### Records for this task

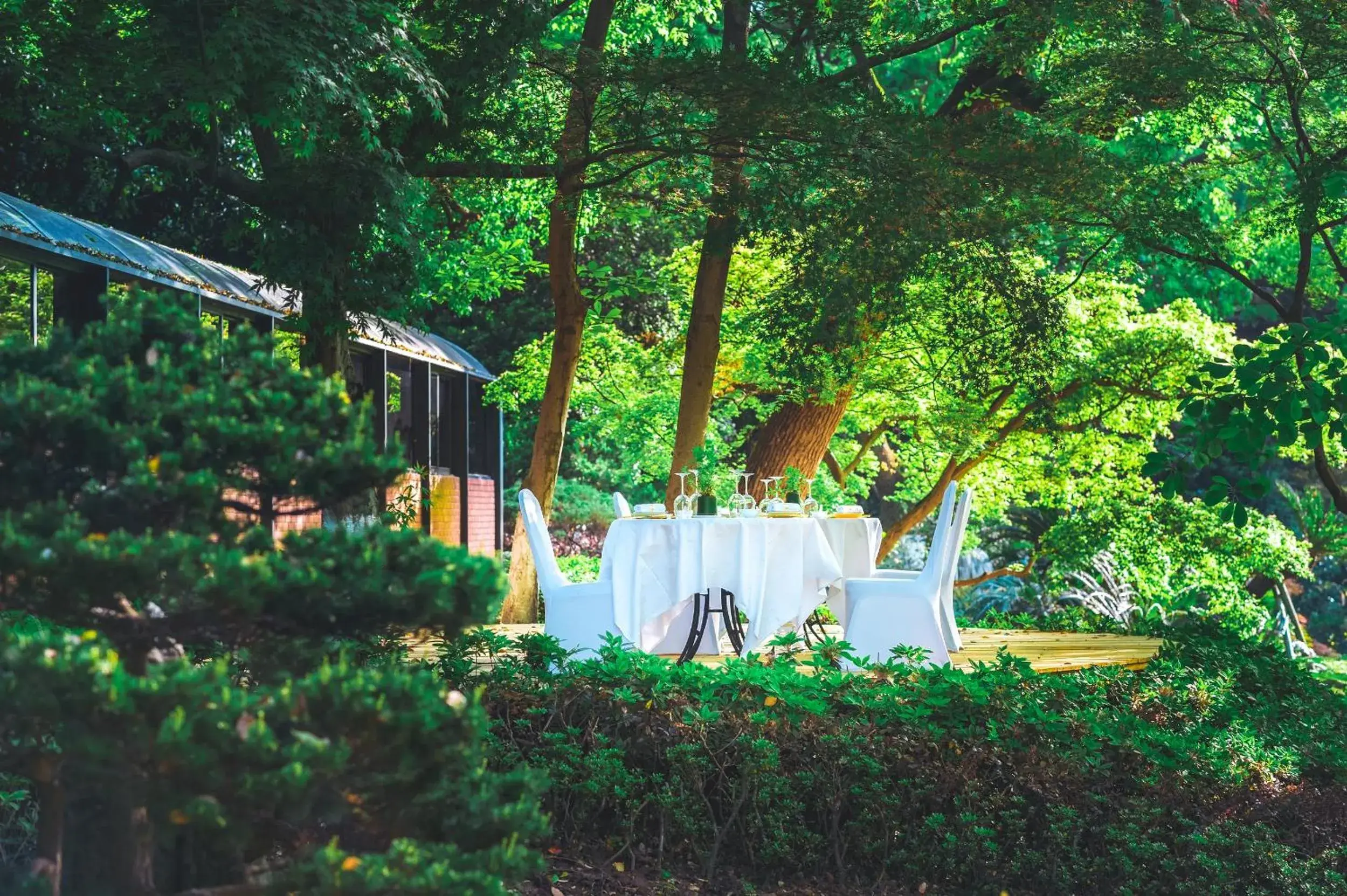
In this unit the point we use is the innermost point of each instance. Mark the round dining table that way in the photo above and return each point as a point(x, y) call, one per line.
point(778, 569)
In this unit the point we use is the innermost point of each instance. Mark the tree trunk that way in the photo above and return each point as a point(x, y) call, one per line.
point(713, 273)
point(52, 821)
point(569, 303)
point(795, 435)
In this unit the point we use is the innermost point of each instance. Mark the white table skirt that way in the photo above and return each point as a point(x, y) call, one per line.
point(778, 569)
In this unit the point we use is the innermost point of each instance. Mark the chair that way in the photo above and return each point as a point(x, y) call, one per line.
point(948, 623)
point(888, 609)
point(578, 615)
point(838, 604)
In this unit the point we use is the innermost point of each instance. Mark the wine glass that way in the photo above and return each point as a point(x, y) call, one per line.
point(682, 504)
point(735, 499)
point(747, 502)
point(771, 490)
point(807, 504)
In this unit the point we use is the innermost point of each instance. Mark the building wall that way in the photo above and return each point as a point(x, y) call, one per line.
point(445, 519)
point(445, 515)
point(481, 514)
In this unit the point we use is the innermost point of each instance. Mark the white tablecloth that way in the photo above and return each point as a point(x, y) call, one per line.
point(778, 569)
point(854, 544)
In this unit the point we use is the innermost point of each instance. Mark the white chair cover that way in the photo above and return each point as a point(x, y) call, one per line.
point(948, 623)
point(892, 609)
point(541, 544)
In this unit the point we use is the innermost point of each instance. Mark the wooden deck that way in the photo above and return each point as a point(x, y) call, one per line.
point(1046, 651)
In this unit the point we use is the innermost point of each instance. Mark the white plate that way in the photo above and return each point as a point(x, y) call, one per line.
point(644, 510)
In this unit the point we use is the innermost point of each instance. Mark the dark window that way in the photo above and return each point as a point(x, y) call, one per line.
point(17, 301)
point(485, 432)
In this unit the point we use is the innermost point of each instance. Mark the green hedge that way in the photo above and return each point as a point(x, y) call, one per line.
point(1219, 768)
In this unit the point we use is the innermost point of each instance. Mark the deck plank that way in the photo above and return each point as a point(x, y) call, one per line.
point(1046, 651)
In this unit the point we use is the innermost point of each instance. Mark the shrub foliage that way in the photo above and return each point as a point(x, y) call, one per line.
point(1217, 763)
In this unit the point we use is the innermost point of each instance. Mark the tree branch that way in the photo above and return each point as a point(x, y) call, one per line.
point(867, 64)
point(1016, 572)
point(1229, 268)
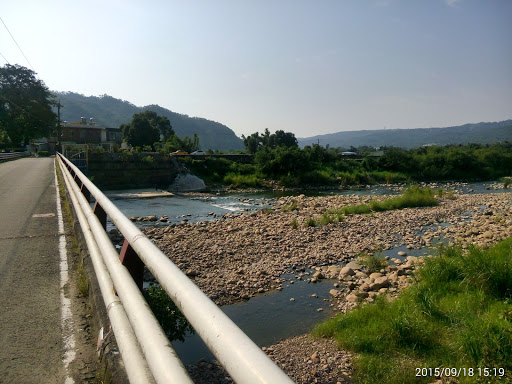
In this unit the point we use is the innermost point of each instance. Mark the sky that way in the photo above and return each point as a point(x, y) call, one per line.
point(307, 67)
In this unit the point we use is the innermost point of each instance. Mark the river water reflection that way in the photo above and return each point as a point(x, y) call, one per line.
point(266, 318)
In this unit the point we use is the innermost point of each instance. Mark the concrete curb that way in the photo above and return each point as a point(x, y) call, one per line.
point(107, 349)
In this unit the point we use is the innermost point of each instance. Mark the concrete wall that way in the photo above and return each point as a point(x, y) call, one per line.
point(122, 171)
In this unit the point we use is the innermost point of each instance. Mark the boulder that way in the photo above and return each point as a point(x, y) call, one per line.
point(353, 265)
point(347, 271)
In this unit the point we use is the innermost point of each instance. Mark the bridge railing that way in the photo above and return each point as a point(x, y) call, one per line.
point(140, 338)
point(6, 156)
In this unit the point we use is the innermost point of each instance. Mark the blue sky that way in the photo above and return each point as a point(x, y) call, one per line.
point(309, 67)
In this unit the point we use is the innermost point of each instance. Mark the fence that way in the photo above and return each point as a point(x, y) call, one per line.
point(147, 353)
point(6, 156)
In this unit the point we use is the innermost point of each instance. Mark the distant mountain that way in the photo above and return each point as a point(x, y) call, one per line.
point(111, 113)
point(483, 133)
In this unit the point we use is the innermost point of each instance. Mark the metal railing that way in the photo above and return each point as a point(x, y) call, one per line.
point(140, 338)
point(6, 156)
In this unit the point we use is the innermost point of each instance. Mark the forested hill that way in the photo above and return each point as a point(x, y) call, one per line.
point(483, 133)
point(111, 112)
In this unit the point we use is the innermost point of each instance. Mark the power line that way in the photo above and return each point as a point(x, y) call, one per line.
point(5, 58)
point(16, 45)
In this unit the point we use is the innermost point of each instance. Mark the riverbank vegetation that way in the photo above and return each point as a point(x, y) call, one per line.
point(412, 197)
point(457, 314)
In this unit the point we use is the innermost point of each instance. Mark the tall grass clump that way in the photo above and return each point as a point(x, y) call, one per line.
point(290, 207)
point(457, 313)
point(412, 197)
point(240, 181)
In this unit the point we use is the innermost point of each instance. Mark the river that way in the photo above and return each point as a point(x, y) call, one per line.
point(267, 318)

######
### Records for this task

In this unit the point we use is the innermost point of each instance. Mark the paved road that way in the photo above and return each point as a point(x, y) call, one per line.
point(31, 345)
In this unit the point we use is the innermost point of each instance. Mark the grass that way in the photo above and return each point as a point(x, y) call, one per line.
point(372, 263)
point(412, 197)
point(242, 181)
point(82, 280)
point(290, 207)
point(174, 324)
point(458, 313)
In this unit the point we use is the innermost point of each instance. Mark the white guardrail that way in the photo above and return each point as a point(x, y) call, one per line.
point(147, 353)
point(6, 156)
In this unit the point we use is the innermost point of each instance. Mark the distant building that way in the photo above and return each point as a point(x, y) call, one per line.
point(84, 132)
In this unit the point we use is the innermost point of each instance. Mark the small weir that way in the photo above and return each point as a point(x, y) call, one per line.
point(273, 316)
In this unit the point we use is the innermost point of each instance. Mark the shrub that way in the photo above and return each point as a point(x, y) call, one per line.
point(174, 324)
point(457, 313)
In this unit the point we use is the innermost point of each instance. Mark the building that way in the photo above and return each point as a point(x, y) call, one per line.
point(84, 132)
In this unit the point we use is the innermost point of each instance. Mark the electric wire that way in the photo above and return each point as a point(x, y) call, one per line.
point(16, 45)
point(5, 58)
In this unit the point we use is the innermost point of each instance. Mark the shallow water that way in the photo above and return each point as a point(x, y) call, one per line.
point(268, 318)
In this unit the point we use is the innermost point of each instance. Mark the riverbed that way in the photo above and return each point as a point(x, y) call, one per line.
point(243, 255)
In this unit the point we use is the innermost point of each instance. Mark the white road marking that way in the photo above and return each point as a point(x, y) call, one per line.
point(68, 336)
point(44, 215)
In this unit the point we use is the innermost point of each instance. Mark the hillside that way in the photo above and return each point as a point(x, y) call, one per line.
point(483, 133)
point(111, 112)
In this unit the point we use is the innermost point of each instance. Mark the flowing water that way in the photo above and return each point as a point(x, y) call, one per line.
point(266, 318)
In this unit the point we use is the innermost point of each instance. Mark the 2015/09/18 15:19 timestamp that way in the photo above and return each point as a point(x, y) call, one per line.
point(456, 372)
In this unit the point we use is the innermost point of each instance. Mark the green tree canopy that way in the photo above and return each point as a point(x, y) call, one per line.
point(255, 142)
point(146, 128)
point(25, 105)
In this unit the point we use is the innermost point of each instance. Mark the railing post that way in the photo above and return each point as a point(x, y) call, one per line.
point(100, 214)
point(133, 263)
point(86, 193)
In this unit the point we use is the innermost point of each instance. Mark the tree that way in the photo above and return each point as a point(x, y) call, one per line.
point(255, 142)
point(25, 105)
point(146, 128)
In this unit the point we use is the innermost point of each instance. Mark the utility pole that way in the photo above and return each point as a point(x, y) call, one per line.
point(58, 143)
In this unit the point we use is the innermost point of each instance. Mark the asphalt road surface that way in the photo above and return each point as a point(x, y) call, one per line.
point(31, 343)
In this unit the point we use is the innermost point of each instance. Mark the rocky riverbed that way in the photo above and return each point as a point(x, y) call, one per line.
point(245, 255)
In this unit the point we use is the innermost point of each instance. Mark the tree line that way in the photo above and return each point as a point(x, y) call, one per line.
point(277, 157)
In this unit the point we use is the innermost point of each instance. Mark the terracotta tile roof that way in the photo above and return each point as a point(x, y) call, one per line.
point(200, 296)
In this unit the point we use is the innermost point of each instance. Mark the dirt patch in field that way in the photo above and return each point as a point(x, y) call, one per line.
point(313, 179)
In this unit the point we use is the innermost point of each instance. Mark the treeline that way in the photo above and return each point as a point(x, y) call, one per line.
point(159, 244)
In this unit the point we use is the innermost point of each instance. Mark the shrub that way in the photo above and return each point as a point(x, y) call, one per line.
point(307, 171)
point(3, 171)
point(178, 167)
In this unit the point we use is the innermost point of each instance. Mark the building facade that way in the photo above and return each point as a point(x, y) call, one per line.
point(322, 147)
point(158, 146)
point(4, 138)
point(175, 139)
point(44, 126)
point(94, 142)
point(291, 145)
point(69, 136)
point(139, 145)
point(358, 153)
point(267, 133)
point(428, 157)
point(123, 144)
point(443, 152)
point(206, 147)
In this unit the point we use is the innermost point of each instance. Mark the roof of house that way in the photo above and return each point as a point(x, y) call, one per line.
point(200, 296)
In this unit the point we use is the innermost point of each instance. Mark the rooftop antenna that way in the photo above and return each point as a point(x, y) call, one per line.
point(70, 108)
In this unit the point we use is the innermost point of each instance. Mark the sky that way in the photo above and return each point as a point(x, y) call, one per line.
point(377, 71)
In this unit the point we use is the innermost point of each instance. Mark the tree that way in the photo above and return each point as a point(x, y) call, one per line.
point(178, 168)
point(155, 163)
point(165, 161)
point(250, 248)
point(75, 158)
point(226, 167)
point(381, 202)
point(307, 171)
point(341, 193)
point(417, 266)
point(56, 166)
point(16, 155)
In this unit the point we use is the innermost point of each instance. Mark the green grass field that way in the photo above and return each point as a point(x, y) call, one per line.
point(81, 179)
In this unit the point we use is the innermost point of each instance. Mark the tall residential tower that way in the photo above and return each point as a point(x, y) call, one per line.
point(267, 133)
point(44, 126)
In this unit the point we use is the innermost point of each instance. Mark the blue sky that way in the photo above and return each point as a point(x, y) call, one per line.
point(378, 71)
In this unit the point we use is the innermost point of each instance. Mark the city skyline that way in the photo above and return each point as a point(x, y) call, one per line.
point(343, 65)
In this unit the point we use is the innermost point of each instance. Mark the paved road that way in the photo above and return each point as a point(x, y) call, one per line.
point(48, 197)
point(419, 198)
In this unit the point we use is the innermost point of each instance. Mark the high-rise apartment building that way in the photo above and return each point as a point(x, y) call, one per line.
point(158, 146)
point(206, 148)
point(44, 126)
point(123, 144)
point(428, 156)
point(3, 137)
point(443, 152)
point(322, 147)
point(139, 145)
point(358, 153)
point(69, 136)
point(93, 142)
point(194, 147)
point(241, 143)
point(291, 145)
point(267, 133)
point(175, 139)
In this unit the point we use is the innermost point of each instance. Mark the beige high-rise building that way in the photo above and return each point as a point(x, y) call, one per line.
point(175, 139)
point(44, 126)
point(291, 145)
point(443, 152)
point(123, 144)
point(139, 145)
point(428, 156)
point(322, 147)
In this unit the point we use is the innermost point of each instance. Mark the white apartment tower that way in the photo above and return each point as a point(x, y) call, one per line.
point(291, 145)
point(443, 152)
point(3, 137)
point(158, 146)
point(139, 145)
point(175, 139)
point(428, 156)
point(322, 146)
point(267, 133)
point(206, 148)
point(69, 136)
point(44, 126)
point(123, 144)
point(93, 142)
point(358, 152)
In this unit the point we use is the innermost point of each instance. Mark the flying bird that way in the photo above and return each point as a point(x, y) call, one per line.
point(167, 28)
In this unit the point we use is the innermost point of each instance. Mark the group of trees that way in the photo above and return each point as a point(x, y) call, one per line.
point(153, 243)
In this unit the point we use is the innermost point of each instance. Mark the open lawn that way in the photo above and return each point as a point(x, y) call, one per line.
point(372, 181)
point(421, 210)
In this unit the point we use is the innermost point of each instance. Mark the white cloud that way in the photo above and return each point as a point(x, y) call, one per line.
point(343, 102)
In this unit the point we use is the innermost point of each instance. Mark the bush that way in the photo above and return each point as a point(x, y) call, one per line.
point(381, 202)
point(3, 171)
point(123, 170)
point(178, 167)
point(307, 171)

######

■ What you will do ■
Copy the data from the line containing "Mark the terracotta" to the line containing "point(313, 179)", both included, with each request unchanged. Scale every coordinate in the answers by 0.8 and round each result to a whole number, rounding halves up.

■ Exercise solution ■
In this unit the point we use is the innermost point of each instance. Mark the terracotta tile roof that way in the photo above and return each point as a point(x, y) call, one per line.
point(160, 237)
In this unit the point we use is the innermost point of each instance. Mark the dirt patch in field that way in the photo above and return each point as a point(x, y) call, one per line.
point(250, 143)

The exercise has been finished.